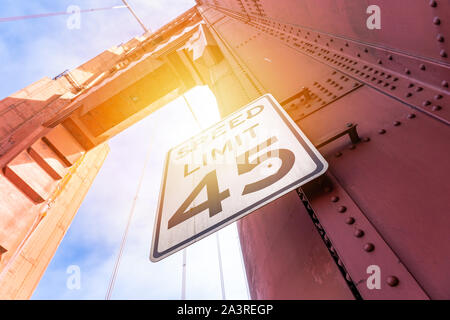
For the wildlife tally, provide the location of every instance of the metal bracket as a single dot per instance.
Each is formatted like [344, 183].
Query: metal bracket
[350, 130]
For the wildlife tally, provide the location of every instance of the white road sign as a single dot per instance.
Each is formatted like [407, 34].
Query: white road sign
[250, 158]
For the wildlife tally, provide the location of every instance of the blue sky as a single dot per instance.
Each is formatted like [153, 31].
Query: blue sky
[32, 49]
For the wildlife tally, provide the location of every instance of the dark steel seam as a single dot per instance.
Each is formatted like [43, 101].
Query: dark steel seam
[416, 107]
[368, 44]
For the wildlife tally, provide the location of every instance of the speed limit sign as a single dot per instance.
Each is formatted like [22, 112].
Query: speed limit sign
[248, 159]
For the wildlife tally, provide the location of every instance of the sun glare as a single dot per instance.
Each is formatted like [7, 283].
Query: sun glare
[204, 105]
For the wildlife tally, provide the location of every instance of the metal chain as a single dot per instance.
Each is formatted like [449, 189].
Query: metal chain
[329, 245]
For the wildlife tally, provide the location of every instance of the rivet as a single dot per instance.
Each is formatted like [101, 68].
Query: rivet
[436, 108]
[350, 220]
[358, 233]
[369, 247]
[392, 281]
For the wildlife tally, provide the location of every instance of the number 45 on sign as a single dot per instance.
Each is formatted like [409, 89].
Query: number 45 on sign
[250, 158]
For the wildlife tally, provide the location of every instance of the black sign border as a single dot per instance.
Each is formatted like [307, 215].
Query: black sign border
[247, 210]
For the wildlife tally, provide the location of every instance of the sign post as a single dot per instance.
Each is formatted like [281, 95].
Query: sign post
[248, 159]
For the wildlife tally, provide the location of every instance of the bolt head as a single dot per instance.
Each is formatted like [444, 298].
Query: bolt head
[350, 220]
[369, 247]
[392, 281]
[359, 233]
[437, 108]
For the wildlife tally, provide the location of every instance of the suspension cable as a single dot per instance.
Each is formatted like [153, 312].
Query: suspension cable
[219, 256]
[50, 14]
[125, 233]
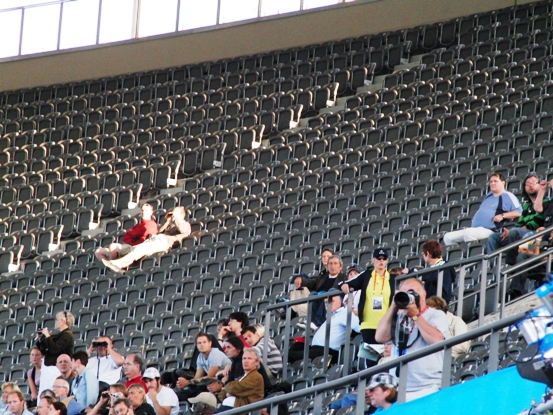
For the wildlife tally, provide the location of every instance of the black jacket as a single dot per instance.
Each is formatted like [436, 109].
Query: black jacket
[55, 345]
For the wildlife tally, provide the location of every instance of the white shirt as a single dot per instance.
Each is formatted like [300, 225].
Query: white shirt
[48, 374]
[109, 371]
[166, 397]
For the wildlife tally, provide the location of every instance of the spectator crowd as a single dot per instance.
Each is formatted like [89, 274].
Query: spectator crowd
[394, 314]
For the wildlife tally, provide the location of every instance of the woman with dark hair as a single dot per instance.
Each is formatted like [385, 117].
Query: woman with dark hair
[57, 408]
[137, 396]
[33, 374]
[530, 221]
[53, 345]
[234, 349]
[382, 391]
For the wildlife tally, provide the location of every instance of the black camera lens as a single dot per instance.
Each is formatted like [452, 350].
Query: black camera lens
[402, 299]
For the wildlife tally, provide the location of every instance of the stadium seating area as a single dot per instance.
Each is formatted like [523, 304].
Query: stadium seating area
[277, 156]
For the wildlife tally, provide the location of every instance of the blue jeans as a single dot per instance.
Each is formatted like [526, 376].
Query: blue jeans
[495, 242]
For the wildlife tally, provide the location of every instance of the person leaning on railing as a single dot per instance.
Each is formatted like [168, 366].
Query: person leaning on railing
[541, 205]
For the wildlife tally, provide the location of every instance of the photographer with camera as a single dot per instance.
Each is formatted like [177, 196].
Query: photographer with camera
[104, 406]
[377, 290]
[104, 362]
[412, 325]
[163, 399]
[53, 345]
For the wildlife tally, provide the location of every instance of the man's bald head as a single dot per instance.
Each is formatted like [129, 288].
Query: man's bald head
[61, 388]
[64, 365]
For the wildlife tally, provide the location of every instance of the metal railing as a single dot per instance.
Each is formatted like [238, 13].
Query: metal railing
[345, 353]
[360, 378]
[502, 274]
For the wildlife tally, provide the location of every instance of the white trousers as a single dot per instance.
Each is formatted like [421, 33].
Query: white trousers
[467, 235]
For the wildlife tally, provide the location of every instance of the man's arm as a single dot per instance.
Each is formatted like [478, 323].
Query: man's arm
[135, 235]
[383, 330]
[538, 203]
[428, 332]
[92, 388]
[160, 410]
[183, 382]
[246, 387]
[116, 357]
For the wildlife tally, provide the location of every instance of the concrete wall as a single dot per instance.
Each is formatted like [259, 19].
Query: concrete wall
[352, 19]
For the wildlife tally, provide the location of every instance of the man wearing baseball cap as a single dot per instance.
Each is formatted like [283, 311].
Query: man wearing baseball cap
[204, 404]
[163, 399]
[352, 272]
[377, 290]
[382, 391]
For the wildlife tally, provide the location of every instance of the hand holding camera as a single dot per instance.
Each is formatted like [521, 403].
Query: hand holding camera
[409, 301]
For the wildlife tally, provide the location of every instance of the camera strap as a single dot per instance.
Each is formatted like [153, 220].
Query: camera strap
[403, 331]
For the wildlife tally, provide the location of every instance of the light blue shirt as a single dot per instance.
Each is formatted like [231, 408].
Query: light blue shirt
[74, 407]
[495, 205]
[85, 388]
[338, 321]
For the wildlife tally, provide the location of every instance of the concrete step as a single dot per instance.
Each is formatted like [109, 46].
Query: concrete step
[172, 190]
[369, 88]
[416, 58]
[93, 232]
[406, 66]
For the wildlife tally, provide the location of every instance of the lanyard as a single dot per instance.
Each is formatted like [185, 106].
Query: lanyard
[375, 276]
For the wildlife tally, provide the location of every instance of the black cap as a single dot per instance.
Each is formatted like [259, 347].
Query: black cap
[380, 252]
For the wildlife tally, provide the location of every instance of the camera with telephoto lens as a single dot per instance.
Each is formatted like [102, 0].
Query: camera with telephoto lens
[403, 299]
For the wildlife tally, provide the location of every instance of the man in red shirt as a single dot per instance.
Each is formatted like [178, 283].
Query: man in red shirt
[134, 236]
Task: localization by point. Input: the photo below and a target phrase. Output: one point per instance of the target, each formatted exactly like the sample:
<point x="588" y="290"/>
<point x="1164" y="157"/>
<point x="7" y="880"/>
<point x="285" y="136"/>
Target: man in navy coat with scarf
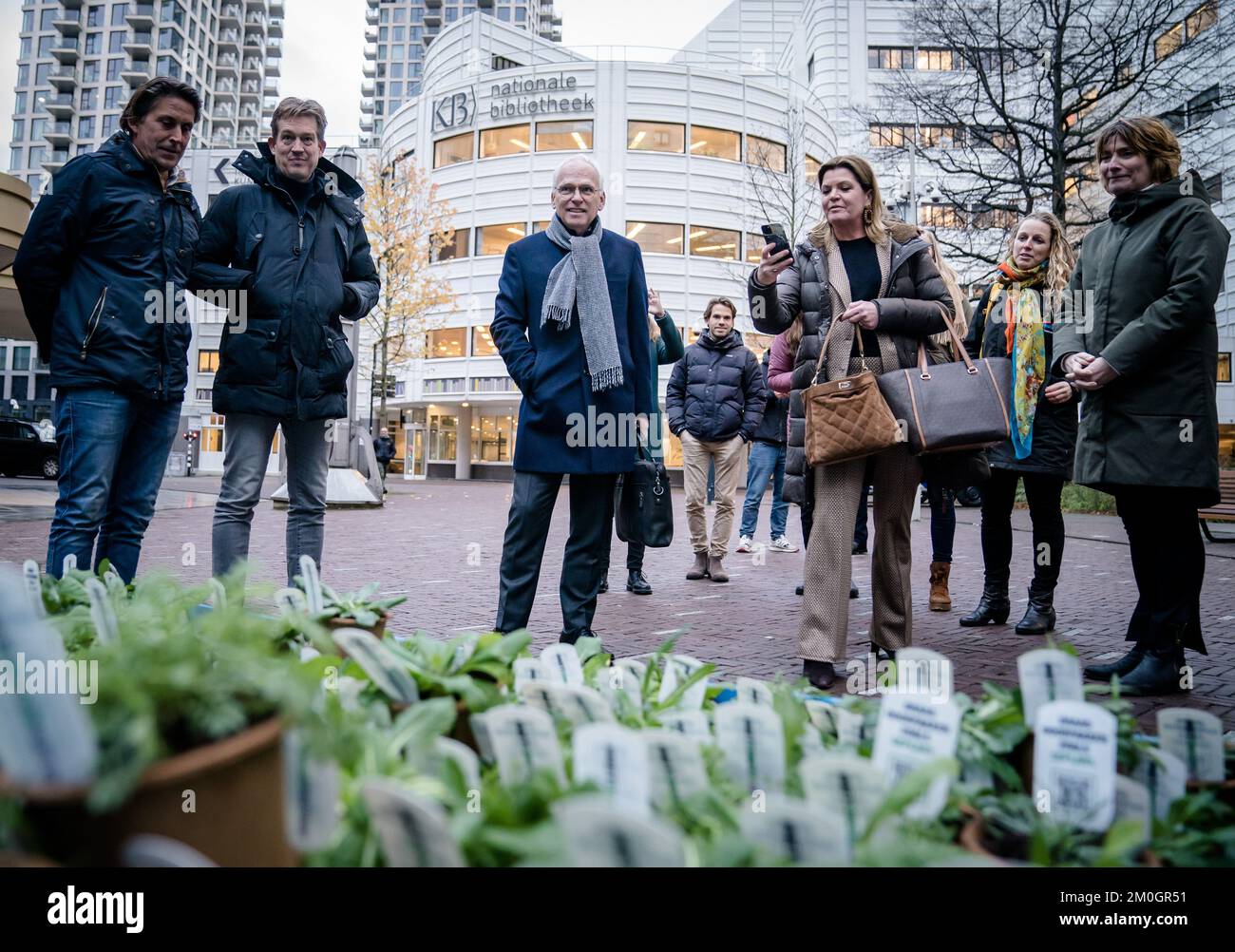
<point x="571" y="322"/>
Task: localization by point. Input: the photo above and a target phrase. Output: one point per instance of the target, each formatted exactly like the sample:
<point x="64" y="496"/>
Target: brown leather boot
<point x="940" y="600"/>
<point x="699" y="569"/>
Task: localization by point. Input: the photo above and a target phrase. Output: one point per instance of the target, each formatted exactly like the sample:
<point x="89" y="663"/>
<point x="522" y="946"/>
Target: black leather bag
<point x="642" y="506"/>
<point x="951" y="407"/>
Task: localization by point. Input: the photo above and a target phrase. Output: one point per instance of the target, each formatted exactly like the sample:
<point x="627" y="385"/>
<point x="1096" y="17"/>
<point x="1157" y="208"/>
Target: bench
<point x="1226" y="509"/>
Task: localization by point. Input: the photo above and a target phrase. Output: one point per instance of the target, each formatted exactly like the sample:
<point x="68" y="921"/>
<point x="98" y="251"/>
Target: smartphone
<point x="774" y="235"/>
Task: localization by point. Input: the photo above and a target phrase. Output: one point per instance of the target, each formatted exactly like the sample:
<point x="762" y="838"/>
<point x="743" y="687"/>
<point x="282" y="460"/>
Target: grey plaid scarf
<point x="580" y="279"/>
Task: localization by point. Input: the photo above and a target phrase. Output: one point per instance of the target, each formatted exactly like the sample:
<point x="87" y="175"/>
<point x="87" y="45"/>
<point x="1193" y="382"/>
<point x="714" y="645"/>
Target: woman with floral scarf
<point x="1013" y="318"/>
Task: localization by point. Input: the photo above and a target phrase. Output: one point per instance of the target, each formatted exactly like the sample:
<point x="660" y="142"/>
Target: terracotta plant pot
<point x="238" y="786"/>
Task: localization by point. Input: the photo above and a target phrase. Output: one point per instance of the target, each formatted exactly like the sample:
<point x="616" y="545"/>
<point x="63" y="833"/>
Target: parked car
<point x="24" y="451"/>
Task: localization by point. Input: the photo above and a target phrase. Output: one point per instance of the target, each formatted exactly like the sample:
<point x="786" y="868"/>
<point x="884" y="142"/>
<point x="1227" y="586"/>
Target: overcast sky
<point x="324" y="48"/>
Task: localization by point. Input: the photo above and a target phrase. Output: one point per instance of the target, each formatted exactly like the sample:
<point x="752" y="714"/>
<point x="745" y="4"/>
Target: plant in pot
<point x="186" y="720"/>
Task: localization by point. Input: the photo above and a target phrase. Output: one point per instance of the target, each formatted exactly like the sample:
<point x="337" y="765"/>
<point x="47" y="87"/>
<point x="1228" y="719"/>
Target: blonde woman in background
<point x="1014" y="320"/>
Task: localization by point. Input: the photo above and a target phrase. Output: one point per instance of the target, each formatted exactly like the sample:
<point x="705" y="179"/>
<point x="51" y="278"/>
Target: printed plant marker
<point x="411" y="828"/>
<point x="523" y="741"/>
<point x="103" y="614"/>
<point x="310" y="795"/>
<point x="914" y="730"/>
<point x="678" y="668"/>
<point x="46" y="736"/>
<point x="844" y="786"/>
<point x="312" y="581"/>
<point x="1048" y="675"/>
<point x="560" y="664"/>
<point x="753" y="692"/>
<point x="1132" y="803"/>
<point x="797" y="831"/>
<point x="379" y="663"/>
<point x="600" y="836"/>
<point x="1166" y="778"/>
<point x="33" y="584"/>
<point x="751" y="737"/>
<point x="1196" y="737"/>
<point x="1074" y="763"/>
<point x="616" y="759"/>
<point x="921" y="671"/>
<point x="462" y="757"/>
<point x="675" y="767"/>
<point x="688" y="724"/>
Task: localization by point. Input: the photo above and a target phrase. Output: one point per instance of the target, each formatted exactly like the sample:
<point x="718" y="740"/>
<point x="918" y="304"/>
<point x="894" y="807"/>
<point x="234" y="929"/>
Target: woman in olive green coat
<point x="1144" y="352"/>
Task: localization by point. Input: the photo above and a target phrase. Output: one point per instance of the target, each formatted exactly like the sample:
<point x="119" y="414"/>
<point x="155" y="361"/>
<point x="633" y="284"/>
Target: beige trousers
<point x="695" y="457"/>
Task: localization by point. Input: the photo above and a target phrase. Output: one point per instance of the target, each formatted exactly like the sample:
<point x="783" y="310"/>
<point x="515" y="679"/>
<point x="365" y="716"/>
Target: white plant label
<point x="1048" y="675"/>
<point x="847" y="787"/>
<point x="752" y="741"/>
<point x="1166" y="778"/>
<point x="1074" y="763"/>
<point x="523" y="741"/>
<point x="921" y="671"/>
<point x="753" y="692"/>
<point x="33" y="586"/>
<point x="797" y="831"/>
<point x="46" y="734"/>
<point x="688" y="724"/>
<point x="312" y="581"/>
<point x="616" y="759"/>
<point x="310" y="795"/>
<point x="379" y="663"/>
<point x="560" y="664"/>
<point x="462" y="757"/>
<point x="599" y="835"/>
<point x="411" y="828"/>
<point x="678" y="668"/>
<point x="912" y="732"/>
<point x="1196" y="737"/>
<point x="1132" y="803"/>
<point x="577" y="704"/>
<point x="103" y="614"/>
<point x="675" y="766"/>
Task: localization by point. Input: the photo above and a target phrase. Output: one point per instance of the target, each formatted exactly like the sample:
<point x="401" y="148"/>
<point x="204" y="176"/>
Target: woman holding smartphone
<point x="889" y="295"/>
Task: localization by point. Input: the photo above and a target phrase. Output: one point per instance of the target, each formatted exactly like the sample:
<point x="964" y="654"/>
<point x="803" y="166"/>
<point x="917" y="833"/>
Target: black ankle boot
<point x="820" y="673"/>
<point x="1038" y="614"/>
<point x="1123" y="667"/>
<point x="1157" y="673"/>
<point x="636" y="583"/>
<point x="992" y="609"/>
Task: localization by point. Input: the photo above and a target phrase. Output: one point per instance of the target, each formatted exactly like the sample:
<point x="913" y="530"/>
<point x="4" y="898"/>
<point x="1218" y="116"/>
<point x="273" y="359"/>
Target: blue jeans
<point x="766" y="462"/>
<point x="112" y="451"/>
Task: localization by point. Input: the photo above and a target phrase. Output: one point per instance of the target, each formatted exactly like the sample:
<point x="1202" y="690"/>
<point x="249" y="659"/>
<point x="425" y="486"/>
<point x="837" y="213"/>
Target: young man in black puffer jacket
<point x="715" y="402"/>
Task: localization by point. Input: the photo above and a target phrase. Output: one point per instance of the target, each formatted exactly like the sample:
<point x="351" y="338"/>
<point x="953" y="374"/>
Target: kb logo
<point x="457" y="109"/>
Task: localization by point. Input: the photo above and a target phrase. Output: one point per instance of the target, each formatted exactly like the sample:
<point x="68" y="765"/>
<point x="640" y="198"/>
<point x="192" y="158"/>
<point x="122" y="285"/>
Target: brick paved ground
<point x="440" y="543"/>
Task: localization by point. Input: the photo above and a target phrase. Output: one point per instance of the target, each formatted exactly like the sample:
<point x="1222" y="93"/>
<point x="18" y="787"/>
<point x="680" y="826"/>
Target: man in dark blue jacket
<point x="294" y="243"/>
<point x="571" y="322"/>
<point x="715" y="402"/>
<point x="102" y="272"/>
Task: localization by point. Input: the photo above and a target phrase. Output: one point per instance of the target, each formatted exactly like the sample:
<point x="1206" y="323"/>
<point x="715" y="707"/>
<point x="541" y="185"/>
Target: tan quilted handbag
<point x="847" y="417"/>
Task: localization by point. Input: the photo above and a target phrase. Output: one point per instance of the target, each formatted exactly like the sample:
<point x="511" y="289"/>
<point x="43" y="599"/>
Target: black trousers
<point x="1042" y="494"/>
<point x="531" y="509"/>
<point x="1168" y="562"/>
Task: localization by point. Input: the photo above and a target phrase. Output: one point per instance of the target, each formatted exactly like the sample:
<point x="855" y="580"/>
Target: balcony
<point x="140" y="46"/>
<point x="66" y="24"/>
<point x="141" y="16"/>
<point x="63" y="78"/>
<point x="58" y="134"/>
<point x="66" y="49"/>
<point x="61" y="106"/>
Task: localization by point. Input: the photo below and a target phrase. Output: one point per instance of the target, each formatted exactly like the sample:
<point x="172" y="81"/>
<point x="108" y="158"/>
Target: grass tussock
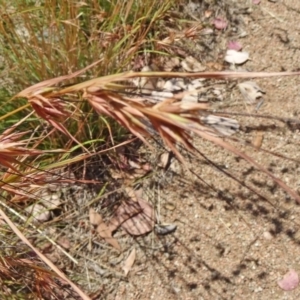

----

__Instructions for the task__:
List every line of the items that contains the string "bolt", treating uppercase and lowercase as different.

__Worked answer__:
For the wildlife tally, provide the location of every instance of the bolt head as a single dot per instance.
Query: bolt head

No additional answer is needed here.